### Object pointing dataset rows
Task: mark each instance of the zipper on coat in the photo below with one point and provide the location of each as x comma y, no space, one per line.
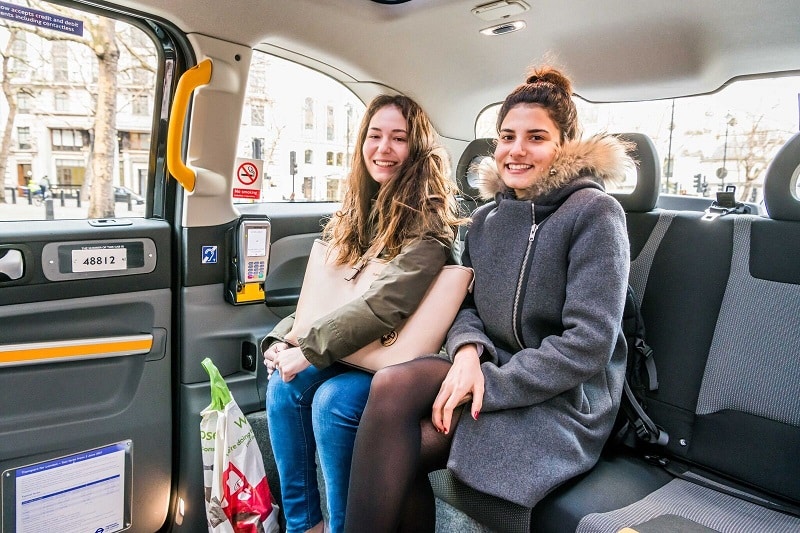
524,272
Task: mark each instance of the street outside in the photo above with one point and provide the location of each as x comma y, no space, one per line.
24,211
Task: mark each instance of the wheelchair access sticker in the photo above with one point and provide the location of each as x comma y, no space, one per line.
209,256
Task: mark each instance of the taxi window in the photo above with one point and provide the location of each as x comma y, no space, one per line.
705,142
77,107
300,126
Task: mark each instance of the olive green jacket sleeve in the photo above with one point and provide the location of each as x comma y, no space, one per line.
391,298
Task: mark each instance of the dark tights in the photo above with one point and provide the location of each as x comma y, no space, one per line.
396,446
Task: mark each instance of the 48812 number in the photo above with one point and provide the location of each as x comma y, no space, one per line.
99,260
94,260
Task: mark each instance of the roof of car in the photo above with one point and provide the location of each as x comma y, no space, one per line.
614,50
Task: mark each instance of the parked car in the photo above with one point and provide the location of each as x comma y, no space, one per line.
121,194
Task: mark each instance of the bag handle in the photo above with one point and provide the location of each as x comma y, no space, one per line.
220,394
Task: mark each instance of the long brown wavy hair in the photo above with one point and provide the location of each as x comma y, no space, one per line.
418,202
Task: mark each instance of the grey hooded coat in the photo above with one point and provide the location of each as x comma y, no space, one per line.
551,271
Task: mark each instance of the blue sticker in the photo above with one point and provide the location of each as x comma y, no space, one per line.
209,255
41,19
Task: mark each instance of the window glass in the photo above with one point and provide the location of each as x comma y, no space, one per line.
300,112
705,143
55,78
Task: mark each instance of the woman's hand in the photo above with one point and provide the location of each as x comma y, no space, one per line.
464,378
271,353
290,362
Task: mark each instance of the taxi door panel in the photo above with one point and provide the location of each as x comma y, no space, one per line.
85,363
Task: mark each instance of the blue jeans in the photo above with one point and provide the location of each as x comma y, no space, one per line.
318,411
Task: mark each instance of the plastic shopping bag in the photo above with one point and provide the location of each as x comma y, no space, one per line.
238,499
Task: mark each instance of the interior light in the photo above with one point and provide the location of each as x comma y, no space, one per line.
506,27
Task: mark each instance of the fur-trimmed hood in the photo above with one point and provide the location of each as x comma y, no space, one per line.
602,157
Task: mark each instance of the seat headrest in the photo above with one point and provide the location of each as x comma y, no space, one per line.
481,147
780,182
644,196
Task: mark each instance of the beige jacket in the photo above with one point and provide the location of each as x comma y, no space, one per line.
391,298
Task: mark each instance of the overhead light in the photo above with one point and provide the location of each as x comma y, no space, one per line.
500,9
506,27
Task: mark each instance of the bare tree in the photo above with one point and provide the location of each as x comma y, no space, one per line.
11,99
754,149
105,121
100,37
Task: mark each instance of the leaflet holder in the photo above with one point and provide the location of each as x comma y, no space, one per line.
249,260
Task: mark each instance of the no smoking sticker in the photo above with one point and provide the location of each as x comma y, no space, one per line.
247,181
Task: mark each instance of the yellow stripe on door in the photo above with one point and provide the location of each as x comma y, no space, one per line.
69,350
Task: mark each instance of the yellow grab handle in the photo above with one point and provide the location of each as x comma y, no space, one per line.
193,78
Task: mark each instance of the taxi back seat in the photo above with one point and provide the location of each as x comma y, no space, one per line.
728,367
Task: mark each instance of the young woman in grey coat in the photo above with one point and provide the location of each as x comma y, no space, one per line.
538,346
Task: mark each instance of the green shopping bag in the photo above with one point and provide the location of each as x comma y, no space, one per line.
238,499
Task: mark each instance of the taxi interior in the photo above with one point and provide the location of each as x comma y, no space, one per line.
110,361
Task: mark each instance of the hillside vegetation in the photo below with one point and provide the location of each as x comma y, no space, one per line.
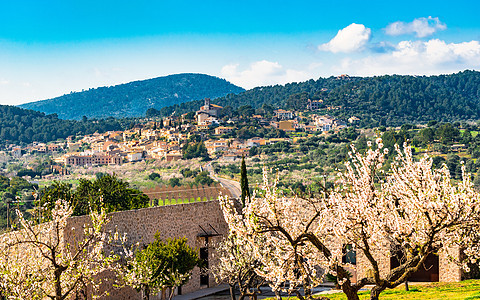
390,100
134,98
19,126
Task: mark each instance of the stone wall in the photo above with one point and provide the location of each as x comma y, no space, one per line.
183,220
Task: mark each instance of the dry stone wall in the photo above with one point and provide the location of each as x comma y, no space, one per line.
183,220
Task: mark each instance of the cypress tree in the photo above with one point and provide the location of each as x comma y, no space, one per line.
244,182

### Written instruction
Put every line from the one containing "Task: mark each instance of the dry" through the final line of the rows above, both ends included, into a numbered list, omitting blank lines.

### Reply to the task
1. Task: mark each instance of the dry stone wall in the photo above with one point and provide the location of each as x comma y, no space, one per line.
2. 183,220
3. Task: mark each instance of the cypress tree in the photo above with one point and provide the location of each as x comma y, no space, one per line.
4. 244,182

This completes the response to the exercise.